BRIEF:
Find the line containing "of the silver". Reproduce it and every line after it up to the end of the records, exactly as written.

RECORDS SHOWN:

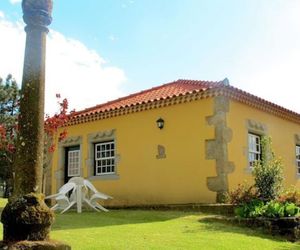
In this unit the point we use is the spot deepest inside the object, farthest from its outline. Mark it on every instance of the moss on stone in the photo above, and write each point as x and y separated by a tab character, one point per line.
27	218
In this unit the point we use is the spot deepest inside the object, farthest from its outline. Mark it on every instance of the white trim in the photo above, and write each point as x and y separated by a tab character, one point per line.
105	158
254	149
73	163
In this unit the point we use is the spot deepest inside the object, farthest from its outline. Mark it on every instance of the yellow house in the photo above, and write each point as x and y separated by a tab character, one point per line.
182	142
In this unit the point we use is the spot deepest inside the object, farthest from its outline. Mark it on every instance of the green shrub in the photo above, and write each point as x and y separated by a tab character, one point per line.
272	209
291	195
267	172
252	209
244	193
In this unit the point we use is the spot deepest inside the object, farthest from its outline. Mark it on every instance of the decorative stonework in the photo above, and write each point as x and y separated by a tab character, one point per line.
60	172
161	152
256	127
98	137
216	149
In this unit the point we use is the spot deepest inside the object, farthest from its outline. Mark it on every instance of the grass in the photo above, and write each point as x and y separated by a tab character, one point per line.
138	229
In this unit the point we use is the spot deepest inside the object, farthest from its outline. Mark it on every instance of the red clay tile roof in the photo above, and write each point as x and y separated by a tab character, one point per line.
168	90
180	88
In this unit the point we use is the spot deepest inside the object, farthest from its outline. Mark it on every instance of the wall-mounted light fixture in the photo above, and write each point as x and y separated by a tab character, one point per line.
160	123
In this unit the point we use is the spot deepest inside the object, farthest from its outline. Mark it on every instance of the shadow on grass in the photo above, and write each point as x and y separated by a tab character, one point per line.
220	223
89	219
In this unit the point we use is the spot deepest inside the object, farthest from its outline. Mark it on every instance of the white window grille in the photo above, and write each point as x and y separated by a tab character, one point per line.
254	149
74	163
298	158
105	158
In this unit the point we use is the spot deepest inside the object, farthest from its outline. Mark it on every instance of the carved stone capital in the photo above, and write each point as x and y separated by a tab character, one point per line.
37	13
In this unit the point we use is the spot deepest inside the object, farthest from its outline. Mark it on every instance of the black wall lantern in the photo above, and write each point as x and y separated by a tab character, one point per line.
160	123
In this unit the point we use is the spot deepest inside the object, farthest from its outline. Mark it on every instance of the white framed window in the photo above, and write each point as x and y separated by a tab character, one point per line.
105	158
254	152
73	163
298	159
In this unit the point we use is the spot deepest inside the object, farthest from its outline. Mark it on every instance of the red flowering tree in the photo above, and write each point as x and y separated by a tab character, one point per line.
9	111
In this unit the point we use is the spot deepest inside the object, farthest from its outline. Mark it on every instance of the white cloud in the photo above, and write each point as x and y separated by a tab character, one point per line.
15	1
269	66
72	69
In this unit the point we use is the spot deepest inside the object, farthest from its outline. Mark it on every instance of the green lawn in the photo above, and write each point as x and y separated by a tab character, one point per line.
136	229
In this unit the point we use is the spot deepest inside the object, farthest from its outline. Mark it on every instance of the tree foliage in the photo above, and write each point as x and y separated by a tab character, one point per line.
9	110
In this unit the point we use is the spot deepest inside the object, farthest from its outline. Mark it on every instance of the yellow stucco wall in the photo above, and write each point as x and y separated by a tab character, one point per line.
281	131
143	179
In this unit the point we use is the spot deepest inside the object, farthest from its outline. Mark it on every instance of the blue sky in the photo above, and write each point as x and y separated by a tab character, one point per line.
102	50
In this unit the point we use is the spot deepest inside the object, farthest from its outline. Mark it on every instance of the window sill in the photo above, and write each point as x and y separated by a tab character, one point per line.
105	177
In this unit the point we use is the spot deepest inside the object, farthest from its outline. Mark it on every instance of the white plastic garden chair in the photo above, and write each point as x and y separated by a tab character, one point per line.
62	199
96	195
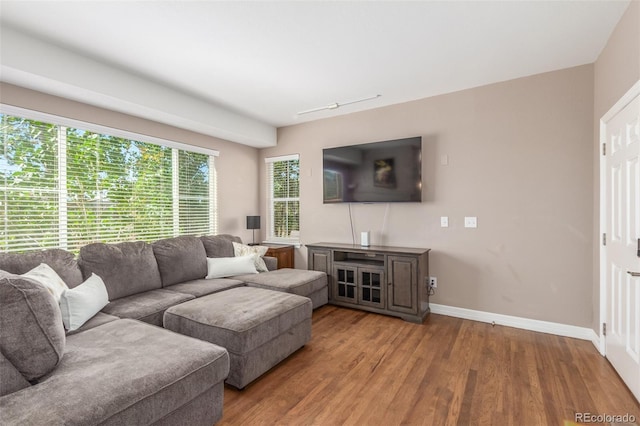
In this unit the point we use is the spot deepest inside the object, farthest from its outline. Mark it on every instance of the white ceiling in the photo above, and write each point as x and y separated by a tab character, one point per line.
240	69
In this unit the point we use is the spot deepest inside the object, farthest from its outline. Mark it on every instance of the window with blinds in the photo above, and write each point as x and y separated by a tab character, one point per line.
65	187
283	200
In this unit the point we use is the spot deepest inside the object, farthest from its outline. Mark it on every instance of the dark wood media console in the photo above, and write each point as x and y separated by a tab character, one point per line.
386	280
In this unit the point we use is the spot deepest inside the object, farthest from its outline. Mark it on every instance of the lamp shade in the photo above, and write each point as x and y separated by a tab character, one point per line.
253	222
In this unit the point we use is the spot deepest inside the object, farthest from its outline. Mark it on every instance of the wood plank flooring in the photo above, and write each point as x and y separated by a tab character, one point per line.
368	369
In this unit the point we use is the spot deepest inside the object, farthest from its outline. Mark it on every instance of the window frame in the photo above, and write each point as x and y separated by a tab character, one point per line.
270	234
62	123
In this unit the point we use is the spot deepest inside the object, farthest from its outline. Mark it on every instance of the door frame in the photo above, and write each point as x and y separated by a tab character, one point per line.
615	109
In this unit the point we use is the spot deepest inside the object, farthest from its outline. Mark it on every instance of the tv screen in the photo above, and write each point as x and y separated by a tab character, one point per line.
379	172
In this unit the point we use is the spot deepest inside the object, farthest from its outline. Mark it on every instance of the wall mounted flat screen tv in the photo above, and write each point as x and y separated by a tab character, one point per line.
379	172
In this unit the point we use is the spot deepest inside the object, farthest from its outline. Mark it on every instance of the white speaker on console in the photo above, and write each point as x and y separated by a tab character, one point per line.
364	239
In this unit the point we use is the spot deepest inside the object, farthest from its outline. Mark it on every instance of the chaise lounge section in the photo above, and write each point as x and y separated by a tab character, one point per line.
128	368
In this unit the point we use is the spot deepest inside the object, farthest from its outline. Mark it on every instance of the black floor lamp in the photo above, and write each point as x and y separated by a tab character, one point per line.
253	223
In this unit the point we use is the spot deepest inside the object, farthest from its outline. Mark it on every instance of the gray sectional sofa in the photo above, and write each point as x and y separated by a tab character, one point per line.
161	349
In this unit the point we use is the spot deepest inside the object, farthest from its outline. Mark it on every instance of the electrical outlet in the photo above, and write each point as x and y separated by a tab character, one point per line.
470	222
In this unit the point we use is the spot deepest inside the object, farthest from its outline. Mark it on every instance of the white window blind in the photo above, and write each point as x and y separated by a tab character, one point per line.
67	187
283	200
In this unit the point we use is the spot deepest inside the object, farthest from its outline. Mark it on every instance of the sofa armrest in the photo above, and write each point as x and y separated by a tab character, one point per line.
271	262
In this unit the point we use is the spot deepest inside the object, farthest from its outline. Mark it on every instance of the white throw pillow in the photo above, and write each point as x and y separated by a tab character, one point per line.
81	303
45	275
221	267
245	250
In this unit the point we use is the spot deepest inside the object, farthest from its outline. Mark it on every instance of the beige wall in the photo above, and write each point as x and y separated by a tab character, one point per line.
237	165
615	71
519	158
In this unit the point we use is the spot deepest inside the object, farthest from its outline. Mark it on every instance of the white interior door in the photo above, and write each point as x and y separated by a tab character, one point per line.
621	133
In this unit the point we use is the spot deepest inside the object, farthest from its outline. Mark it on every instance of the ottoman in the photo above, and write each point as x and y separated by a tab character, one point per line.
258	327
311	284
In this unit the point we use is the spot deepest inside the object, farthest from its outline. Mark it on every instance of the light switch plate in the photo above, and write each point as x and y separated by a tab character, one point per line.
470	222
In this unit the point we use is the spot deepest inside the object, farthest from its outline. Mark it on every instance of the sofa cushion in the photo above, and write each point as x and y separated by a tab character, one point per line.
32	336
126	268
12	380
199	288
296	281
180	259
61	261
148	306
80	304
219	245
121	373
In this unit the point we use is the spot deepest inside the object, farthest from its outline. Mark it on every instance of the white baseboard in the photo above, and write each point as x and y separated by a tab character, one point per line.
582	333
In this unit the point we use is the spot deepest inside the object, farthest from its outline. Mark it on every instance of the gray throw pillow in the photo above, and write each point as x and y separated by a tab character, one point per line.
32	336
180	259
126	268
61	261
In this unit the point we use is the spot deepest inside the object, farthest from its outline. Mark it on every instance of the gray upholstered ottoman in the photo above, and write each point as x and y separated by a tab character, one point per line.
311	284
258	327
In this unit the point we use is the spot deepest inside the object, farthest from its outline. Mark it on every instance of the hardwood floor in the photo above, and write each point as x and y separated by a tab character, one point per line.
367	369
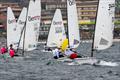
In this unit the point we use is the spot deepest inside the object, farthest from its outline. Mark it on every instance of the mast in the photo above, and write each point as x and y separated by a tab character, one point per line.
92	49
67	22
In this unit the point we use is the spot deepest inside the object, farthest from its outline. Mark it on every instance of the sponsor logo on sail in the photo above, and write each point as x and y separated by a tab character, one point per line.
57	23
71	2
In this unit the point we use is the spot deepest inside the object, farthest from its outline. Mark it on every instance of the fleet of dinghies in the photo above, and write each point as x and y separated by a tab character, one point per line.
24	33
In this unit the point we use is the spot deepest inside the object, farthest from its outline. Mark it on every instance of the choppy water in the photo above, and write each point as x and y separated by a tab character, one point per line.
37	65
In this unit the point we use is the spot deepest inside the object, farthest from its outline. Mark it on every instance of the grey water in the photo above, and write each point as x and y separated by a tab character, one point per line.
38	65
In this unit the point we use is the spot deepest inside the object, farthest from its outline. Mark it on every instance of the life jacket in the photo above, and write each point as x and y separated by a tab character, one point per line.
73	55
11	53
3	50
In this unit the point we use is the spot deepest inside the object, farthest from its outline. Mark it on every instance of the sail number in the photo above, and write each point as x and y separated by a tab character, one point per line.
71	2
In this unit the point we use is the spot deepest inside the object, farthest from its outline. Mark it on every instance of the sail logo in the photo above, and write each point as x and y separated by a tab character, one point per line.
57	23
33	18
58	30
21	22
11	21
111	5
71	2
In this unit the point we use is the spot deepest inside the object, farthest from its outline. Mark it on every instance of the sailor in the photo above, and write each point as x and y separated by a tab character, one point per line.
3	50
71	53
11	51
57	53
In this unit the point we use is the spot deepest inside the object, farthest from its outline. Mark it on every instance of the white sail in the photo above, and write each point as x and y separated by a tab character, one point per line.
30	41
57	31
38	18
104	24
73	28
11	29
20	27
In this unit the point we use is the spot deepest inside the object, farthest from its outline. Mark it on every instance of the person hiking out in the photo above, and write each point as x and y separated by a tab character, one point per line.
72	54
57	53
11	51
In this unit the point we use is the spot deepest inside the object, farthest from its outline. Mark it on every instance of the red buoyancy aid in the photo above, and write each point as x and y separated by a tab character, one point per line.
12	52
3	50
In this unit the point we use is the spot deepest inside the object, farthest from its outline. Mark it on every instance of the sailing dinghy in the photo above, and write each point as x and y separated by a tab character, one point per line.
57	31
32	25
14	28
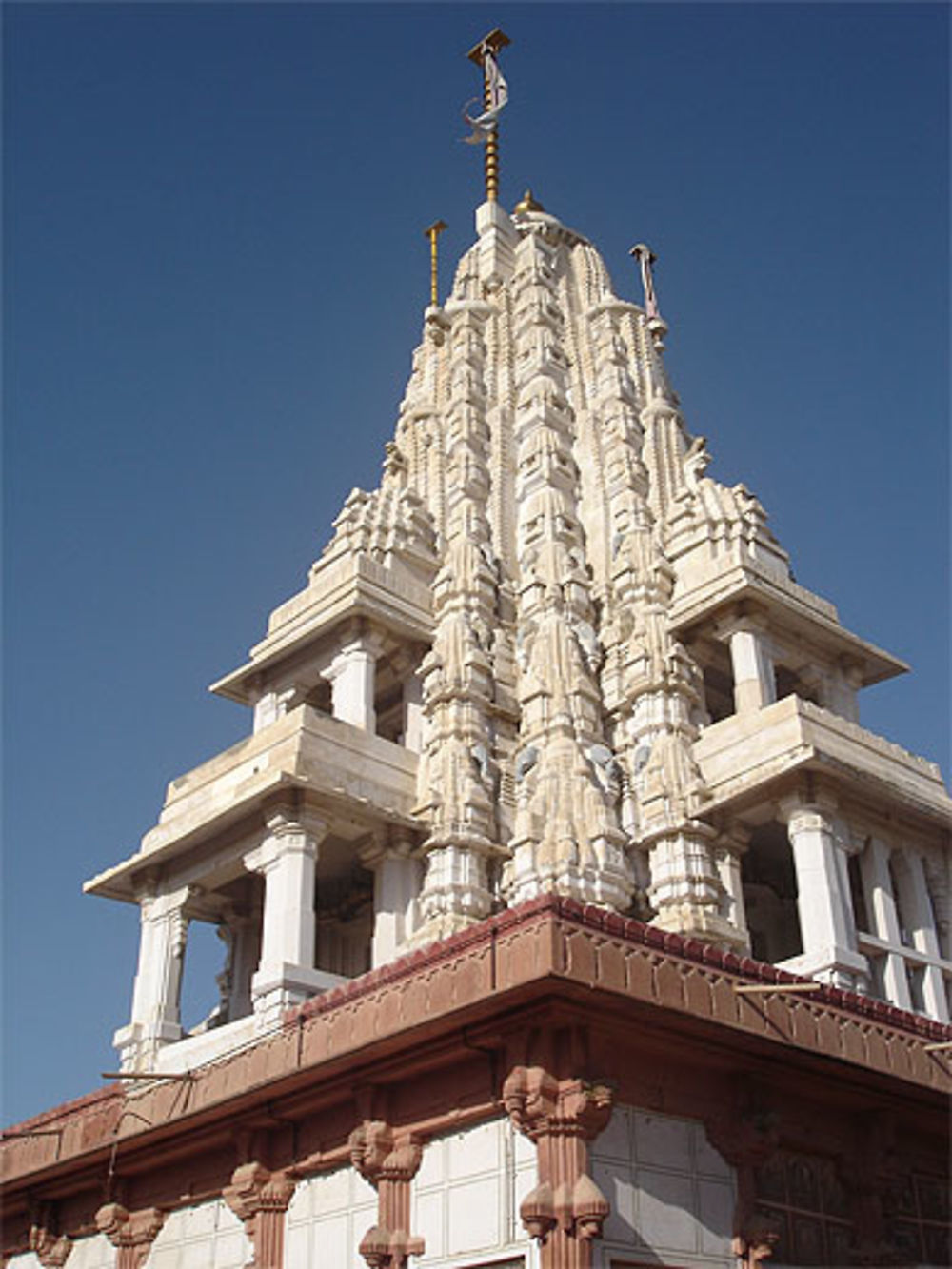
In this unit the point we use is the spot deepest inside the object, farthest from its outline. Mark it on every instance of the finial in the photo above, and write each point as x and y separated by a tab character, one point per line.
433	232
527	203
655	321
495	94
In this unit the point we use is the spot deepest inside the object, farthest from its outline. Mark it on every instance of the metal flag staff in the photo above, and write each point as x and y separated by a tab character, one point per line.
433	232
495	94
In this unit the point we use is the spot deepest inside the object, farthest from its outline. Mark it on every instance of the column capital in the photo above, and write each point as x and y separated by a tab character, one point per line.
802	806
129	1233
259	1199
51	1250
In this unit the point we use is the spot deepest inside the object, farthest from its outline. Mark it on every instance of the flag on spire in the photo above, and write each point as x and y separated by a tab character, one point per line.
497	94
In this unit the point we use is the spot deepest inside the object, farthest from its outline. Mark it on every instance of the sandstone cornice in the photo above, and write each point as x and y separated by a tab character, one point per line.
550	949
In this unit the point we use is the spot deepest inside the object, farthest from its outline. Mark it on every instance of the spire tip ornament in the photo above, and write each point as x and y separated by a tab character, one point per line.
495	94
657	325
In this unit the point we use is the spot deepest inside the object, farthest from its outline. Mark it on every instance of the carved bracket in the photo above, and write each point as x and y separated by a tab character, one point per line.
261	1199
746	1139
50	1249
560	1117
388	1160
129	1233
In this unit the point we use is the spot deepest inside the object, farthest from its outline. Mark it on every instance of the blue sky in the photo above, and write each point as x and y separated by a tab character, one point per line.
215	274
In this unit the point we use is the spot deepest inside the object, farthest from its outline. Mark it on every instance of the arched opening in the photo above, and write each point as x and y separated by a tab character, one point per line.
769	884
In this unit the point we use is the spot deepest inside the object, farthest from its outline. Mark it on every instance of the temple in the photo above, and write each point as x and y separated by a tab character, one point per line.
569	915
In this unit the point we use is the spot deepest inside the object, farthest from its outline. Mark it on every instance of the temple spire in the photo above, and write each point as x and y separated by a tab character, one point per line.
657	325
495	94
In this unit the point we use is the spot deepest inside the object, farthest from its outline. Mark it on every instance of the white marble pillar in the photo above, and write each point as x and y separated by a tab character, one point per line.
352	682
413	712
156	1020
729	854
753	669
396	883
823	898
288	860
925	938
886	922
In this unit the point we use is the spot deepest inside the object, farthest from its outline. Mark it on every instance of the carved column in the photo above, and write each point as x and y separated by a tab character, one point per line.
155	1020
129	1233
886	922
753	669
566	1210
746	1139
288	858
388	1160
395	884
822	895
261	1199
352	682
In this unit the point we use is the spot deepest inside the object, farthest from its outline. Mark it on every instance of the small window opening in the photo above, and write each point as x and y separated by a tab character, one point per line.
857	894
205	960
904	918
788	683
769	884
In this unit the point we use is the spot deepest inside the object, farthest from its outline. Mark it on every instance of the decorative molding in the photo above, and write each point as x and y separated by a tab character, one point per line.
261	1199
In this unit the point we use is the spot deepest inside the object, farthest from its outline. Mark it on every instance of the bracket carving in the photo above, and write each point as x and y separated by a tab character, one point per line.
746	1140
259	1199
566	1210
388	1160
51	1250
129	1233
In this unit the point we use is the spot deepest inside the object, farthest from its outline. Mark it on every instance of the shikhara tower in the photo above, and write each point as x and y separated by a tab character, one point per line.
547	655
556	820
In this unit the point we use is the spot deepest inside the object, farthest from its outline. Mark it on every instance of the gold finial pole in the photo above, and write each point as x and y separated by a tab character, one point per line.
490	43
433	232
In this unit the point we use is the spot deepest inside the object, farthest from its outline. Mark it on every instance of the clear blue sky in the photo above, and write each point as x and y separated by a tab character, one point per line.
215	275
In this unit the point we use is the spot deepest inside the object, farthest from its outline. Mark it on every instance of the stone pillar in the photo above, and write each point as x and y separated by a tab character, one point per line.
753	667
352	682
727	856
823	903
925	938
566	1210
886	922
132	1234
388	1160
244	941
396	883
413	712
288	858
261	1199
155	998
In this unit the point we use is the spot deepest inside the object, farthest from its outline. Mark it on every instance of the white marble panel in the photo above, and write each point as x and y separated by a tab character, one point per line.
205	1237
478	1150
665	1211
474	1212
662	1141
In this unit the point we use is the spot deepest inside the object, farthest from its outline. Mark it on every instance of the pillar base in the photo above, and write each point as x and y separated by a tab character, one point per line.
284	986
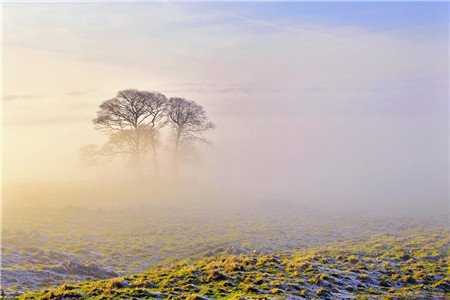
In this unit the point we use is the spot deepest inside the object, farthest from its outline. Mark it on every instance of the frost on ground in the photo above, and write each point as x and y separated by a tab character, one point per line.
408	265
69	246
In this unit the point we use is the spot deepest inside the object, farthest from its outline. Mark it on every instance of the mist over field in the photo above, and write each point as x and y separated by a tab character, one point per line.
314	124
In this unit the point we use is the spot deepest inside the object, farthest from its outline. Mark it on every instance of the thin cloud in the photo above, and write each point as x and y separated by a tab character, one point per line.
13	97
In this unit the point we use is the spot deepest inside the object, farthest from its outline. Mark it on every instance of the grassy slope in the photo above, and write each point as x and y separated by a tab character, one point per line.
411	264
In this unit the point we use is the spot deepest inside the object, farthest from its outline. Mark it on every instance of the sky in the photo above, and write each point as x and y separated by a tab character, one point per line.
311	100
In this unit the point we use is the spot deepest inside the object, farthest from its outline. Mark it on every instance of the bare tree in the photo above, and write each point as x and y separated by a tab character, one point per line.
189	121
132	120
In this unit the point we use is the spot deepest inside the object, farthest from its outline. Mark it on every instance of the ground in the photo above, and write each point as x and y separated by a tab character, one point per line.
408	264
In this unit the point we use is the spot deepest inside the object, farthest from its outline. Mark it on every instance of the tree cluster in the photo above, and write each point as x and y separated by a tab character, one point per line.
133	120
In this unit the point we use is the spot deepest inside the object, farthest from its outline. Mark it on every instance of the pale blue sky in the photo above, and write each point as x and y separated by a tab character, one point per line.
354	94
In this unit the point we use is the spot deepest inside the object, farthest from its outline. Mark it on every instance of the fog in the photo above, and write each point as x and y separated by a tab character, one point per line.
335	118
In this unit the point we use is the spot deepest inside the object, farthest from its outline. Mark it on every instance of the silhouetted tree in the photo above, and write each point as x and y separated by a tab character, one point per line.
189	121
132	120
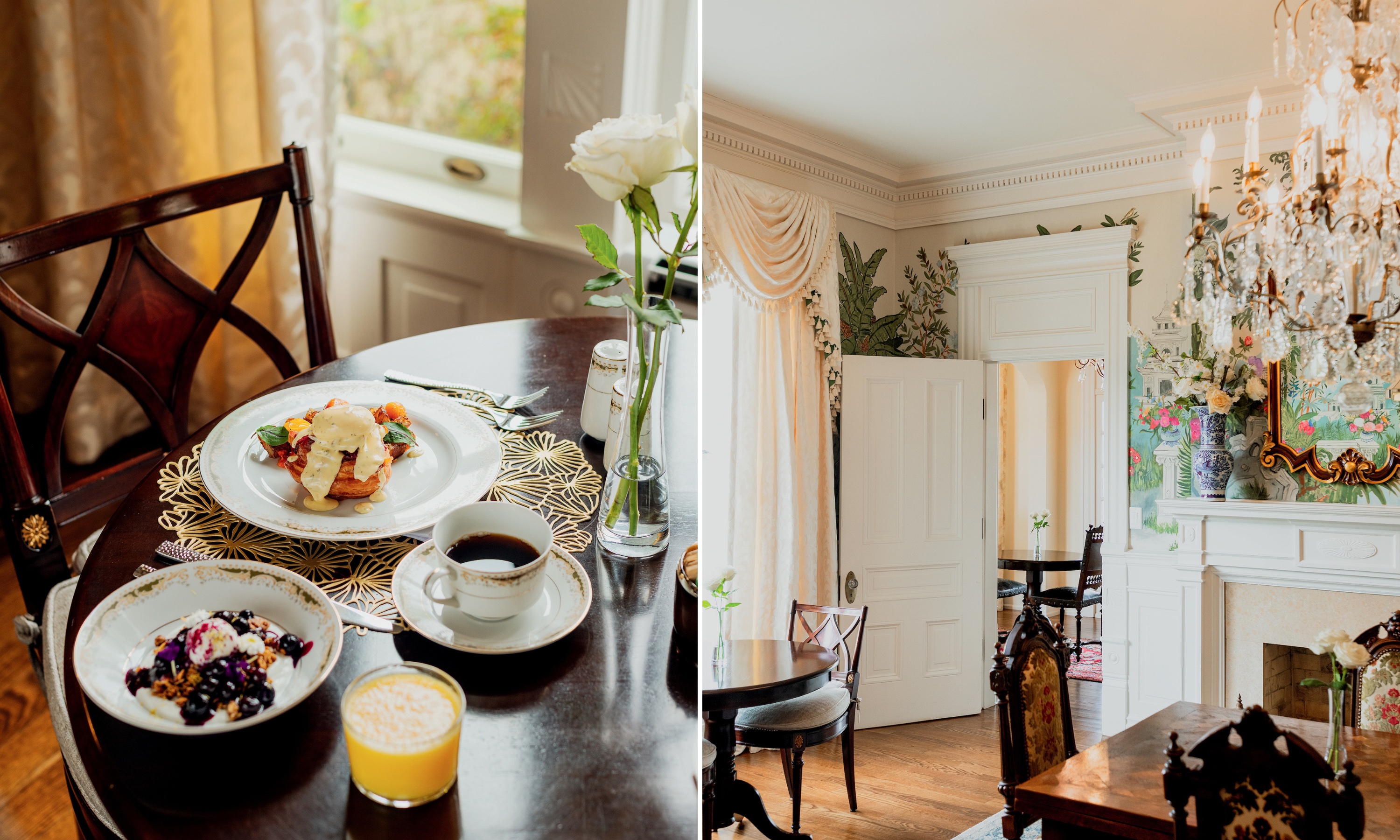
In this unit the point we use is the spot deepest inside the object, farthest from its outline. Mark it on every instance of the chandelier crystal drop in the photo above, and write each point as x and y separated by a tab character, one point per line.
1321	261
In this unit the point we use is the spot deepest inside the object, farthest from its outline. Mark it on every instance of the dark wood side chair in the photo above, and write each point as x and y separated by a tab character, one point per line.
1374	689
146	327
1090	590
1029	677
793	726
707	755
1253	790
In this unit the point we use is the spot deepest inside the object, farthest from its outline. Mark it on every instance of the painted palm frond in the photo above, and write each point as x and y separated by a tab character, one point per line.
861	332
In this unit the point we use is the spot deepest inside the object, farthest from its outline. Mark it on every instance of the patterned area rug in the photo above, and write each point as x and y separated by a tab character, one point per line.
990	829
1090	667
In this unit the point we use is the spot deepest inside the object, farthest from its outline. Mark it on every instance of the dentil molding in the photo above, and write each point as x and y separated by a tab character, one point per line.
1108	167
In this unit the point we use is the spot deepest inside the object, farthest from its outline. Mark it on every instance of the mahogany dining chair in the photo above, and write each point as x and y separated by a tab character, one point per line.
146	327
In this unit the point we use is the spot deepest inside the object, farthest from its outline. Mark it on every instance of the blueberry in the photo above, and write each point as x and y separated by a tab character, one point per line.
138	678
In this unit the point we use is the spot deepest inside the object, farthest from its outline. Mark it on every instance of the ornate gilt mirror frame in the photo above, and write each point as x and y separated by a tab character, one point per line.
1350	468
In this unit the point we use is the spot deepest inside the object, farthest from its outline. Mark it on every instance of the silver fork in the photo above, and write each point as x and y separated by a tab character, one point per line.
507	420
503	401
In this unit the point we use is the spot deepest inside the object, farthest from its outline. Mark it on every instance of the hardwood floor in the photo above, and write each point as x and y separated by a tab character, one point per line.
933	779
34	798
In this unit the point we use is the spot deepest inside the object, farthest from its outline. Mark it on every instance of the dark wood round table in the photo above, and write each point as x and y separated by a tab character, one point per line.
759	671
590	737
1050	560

WORKED SOLUTION:
In this unit the point we use is the spot deepest inside the object, farthest from its outline. Mark it on every instance of the silver fork in the photo above, and write each point as x and y separated by a tab character, one point per line.
507	420
503	401
In this unit the point we use is the spot deepest inside the object, farthest from its outline. Mark it on every instance of the hardwood floor in the photo above, and write each point as x and y separated by a tab character, one point per line.
933	779
34	798
In this unit the point we use is the spot deepest inside the object, farthest from its outline. Mark it on every instance of the dark wood round table in the photo above, and write each point as x and y separated by a tab character, one point per line.
759	671
590	737
1050	560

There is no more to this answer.